Extracted records:

--

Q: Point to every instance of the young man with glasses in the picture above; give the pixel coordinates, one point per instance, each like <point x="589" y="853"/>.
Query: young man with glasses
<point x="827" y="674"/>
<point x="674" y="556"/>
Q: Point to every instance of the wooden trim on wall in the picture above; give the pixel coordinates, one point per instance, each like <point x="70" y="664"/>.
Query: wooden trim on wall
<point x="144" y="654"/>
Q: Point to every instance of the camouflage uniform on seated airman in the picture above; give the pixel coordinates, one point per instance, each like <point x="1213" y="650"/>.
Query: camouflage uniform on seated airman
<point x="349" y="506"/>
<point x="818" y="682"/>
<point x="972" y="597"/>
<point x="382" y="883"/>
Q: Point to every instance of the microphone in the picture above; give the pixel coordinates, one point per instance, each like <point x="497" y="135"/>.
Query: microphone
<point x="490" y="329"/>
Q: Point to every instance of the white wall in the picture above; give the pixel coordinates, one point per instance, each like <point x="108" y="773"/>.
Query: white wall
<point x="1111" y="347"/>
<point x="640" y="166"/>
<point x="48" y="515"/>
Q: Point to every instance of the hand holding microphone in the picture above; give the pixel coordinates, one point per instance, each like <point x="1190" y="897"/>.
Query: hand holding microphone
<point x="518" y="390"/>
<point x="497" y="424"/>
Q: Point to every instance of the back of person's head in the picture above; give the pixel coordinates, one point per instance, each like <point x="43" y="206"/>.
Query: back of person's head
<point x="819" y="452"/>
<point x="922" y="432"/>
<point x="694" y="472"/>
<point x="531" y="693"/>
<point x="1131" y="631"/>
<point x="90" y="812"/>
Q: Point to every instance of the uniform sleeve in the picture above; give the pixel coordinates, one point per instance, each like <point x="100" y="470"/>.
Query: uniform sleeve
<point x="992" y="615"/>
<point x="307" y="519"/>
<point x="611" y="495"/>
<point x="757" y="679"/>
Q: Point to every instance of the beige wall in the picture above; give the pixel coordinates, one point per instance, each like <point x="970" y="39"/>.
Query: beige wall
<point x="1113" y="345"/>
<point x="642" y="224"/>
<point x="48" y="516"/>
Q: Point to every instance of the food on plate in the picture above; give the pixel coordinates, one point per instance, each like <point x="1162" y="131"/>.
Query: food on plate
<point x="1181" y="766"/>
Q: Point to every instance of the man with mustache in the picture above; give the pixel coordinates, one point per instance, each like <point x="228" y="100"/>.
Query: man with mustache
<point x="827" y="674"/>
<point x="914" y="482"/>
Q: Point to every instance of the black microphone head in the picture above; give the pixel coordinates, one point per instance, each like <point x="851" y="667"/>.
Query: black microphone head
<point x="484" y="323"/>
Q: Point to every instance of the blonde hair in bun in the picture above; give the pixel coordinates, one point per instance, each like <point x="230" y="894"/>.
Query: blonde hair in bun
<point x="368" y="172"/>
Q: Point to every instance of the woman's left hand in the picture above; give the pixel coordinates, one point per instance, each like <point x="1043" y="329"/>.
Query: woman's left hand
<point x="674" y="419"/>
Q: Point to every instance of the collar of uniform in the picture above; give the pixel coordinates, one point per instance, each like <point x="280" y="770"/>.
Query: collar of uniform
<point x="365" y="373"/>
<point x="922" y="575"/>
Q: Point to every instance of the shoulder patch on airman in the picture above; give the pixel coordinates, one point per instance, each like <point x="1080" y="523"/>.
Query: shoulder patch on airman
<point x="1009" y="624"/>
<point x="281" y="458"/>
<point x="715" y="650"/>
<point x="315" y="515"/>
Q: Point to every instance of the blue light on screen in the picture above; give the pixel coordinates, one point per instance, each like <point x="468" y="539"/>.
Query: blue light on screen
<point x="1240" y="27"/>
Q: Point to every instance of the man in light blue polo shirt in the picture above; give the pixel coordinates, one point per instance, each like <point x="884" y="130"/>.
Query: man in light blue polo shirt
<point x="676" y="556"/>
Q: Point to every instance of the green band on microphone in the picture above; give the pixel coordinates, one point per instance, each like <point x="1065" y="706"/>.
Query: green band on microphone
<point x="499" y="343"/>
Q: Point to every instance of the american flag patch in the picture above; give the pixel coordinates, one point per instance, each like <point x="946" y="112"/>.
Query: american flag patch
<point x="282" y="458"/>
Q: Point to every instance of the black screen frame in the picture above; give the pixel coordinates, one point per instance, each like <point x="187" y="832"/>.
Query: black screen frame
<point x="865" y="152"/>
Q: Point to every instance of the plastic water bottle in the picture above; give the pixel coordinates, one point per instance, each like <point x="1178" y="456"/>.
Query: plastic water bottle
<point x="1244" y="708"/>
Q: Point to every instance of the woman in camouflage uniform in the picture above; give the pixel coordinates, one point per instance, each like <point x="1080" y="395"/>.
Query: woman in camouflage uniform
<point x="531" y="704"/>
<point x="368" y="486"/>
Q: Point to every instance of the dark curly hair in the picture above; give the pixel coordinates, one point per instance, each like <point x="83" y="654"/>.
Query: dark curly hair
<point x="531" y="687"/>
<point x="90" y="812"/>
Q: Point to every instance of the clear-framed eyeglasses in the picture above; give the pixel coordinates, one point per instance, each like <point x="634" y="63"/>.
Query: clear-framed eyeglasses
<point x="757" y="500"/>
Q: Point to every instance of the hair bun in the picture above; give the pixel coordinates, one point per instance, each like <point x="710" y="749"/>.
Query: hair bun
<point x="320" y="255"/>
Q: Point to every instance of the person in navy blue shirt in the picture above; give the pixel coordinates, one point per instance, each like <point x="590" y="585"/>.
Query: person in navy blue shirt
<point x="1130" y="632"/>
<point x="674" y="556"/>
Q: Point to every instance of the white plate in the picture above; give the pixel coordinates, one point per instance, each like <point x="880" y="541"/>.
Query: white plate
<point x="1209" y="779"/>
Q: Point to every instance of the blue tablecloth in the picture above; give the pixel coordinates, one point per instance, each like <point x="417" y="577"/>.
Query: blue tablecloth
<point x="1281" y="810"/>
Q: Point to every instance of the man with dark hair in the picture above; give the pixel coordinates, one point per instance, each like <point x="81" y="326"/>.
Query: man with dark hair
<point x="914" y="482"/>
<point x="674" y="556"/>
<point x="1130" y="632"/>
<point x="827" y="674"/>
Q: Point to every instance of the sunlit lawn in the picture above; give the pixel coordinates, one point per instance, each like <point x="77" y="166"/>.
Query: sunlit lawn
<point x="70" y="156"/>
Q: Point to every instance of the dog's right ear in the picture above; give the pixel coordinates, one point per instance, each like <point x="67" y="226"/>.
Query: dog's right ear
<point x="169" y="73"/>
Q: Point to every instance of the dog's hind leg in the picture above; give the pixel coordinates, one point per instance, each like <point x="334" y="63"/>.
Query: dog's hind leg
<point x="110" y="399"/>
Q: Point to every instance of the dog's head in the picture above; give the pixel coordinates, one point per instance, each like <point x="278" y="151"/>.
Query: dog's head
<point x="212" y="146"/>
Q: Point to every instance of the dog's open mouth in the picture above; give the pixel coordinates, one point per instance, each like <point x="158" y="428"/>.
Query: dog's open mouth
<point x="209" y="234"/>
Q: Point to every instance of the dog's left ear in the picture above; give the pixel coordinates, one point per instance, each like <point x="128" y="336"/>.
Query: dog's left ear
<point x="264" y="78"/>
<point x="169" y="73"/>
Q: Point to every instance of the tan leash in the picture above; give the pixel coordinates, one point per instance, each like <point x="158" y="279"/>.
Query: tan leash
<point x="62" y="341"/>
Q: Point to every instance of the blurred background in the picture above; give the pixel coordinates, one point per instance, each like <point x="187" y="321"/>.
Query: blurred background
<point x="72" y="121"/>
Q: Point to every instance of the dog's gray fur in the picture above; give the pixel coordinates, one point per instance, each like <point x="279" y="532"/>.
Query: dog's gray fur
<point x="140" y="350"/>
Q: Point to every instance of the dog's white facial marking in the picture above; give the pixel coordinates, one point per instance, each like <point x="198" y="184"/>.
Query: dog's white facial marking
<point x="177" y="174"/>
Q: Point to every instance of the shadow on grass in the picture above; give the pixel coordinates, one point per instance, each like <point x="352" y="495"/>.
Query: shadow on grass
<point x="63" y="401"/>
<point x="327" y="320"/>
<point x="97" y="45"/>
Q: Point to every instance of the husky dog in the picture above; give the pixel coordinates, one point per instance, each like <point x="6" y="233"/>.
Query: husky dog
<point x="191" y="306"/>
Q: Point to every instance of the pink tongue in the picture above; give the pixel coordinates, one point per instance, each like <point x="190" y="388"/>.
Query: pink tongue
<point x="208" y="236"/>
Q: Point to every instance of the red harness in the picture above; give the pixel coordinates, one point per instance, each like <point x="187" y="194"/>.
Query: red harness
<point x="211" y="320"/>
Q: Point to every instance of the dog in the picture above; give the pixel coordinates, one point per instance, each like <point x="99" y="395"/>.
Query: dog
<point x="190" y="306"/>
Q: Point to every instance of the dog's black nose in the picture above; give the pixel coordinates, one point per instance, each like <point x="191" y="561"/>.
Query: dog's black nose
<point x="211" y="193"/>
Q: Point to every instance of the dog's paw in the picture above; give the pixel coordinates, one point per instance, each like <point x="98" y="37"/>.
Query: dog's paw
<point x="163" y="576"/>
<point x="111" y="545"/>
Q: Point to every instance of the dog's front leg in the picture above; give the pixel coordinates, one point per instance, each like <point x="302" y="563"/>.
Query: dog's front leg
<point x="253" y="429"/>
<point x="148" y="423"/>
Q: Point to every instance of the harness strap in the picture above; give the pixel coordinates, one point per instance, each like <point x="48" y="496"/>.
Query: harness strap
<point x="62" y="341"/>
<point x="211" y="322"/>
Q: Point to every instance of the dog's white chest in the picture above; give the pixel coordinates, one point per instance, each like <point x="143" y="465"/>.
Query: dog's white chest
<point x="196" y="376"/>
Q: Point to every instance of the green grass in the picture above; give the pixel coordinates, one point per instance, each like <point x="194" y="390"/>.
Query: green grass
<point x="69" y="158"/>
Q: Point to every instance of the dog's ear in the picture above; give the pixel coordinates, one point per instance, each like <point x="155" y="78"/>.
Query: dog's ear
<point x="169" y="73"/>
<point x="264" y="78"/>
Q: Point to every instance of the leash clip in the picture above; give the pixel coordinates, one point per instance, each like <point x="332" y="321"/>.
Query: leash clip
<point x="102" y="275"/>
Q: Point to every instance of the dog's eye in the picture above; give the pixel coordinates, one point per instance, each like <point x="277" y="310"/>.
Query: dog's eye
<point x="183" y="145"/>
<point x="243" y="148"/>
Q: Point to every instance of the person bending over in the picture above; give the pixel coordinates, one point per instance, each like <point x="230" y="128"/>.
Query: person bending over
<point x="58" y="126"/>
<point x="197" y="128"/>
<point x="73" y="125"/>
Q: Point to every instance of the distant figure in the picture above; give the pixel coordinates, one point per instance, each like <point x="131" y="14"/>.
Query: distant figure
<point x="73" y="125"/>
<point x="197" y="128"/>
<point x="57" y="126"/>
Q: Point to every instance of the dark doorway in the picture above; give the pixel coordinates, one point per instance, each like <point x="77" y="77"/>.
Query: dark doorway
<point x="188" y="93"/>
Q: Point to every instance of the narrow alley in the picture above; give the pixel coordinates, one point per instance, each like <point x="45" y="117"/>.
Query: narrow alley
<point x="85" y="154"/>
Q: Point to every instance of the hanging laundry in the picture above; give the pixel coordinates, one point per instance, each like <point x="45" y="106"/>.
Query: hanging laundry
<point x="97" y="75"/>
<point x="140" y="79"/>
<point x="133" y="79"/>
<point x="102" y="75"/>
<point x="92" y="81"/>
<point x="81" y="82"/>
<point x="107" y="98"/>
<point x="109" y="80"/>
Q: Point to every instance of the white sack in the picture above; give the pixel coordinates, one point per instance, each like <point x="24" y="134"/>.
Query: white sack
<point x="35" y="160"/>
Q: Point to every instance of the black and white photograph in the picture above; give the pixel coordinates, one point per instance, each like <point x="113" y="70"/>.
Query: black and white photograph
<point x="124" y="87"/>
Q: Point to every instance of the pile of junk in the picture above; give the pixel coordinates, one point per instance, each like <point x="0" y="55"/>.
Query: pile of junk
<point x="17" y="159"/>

--

## Challenge:
Reproduce the lines from the one containing "Q: Point to every instance of the white sack" to the end of the entries, keeping both ends and adding nothing.

## Exercise result:
Q: Point to every instance of the white sack in the picture above; give the pixel coordinates, one point per instance, each like <point x="24" y="134"/>.
Query: white sack
<point x="35" y="160"/>
Q: Point to every instance of the black and white photograph in the picture above; give the pixel coordinates, one point per instance, each like <point x="113" y="70"/>.
Query: black and white photograph
<point x="124" y="87"/>
Q: Point to every instance of the pile of junk in the picture above; give the pixel coordinates, one point per instance, each like <point x="0" y="55"/>.
Query: pile of junk
<point x="17" y="159"/>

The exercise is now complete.